=== WRITTEN PROBLEM ===
Copy every line of the items below word for word, and leave the pictures out of your copy.

Dataset rows showing where objects appear:
--

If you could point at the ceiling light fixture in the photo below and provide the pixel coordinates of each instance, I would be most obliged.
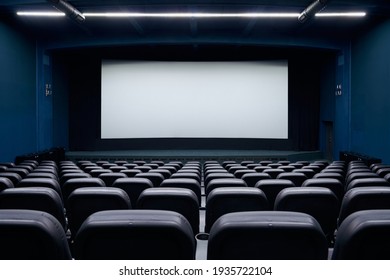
(68, 9)
(347, 14)
(312, 10)
(192, 15)
(41, 14)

--

=== RESPONSE FOR THIS EXERCISE ===
If you could point at the ceiling light fixture in the photo below and provide the pixel coordinates of each instance, I would be most obliged.
(68, 9)
(347, 14)
(312, 10)
(192, 15)
(41, 14)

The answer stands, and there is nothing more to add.